_REQUEST_:
Count the lines in the material below that contain the string "coordinates", treating uppercase and lowercase as different, and give only the number.

_DATA SUPPLIED_:
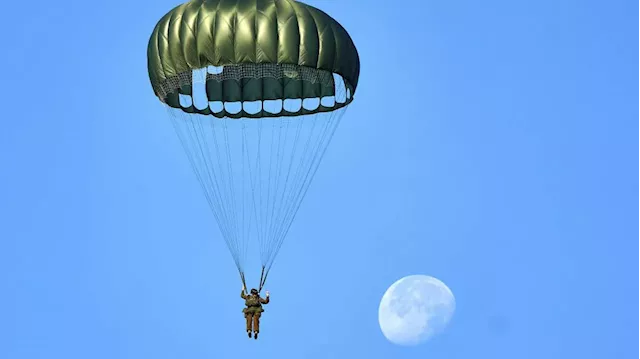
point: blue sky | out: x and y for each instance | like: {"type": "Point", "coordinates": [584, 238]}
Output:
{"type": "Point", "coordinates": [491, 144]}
* * *
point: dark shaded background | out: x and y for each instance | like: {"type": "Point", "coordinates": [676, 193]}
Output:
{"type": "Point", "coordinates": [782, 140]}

_RESULT OF THIS EXERCISE_:
4